**TASK STATEMENT:**
Write out the material below exactly, beginning at the line that contains "Could you please point to the bridge post" and ending with its last line, both ends included; write nothing else.

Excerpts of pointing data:
+===+
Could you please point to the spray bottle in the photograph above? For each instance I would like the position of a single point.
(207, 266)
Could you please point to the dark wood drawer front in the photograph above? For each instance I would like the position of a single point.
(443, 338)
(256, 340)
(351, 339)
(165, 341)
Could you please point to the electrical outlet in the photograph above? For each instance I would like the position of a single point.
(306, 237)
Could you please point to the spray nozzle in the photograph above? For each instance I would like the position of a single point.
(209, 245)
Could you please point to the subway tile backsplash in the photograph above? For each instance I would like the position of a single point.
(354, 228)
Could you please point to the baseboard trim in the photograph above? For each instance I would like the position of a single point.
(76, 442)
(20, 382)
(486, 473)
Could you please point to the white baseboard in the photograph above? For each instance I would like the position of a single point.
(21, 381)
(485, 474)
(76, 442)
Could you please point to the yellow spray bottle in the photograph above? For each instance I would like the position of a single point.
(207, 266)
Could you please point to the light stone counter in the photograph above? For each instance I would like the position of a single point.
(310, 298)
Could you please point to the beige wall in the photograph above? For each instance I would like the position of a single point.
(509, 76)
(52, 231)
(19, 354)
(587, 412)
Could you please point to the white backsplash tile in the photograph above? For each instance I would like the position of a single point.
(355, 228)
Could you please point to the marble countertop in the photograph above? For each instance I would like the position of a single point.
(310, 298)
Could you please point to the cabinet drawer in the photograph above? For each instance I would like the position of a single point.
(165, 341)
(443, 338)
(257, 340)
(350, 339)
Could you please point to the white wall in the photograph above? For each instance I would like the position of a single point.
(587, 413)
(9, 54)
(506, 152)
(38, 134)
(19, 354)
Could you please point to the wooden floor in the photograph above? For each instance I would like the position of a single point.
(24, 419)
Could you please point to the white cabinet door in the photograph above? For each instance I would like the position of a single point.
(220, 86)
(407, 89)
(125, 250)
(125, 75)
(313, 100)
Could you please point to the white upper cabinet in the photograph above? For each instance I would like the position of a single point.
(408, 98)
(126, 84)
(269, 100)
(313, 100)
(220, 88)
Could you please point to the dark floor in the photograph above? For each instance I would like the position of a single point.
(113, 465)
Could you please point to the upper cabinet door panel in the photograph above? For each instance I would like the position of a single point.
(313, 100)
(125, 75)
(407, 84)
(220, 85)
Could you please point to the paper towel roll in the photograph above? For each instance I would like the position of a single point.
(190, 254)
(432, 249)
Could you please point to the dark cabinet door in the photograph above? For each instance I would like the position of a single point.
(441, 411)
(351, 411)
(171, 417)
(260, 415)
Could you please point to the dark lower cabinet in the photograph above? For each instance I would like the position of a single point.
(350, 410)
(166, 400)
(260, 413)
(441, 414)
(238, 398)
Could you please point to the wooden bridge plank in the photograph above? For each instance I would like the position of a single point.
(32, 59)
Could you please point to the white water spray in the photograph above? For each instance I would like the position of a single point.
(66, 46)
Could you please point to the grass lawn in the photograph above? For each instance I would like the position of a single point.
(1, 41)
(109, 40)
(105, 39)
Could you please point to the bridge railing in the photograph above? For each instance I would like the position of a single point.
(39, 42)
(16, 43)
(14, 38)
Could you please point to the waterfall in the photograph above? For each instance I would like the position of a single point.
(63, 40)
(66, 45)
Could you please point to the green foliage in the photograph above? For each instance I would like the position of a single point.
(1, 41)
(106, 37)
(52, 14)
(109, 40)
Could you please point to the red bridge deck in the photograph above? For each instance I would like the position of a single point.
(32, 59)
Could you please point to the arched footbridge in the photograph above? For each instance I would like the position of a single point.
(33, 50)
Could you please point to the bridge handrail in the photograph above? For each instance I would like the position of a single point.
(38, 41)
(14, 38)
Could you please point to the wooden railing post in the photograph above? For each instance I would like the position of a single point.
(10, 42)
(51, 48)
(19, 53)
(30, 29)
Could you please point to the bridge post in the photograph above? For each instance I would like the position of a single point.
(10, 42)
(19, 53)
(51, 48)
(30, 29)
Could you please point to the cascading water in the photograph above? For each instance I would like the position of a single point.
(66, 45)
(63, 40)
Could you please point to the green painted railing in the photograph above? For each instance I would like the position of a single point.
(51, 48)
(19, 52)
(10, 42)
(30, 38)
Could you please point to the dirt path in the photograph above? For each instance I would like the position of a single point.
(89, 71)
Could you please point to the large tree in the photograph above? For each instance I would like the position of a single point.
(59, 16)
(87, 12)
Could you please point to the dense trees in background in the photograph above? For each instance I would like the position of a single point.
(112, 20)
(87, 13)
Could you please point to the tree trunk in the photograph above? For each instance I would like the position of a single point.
+===+
**ANSWER TO THE EXERCISE:**
Could you please point to the bridge post in the photograph above? For each instance I would like the position of a single point.
(10, 42)
(19, 53)
(51, 48)
(30, 29)
Could you please point to the cascading water in the photograph above? For each instance I would like the position of a single point.
(66, 45)
(63, 40)
Could you please point to the green painted railing in the photograph above? For each instance I would like the position of a single point.
(51, 48)
(19, 52)
(10, 42)
(30, 38)
Could you please point to the dirt path in the photograph above? For each instance I would like the position of a single point.
(89, 71)
Could you please point to the large tree in the photograph above? For each instance I would like the position of a single point.
(59, 16)
(87, 12)
Could you please point to the dense trees in background in the photograph above? For each instance I would like the position of a single point.
(112, 20)
(87, 13)
Could you please point to the tree trunk in the photograph above? For each instance I would like the position of a single point.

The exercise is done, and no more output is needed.